Rewrite the entries below as a numbered list with one item per line, skipping blank lines and omitting the pictures.

## BEGIN

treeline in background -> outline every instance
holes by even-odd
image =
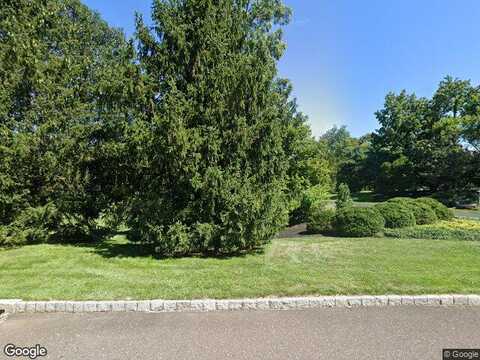
[[[3,1],[0,245],[123,226],[162,255],[235,253],[340,183],[447,200],[480,185],[467,81],[389,94],[373,134],[315,139],[277,74],[289,18],[280,0],[157,0],[127,40],[78,0]]]

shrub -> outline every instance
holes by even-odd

## END

**Solved problem:**
1. treeline in background -> outline every instance
2. holes by even-odd
3. image =
4. [[[3,1],[0,245],[123,226],[162,255],[235,253],[340,183],[447,200],[480,185],[467,81],[389,94],[373,134],[315,139],[277,74],[289,18],[280,0],[157,0],[127,40],[78,0]]]
5. shrub -> outline every instance
6. holes by even-odd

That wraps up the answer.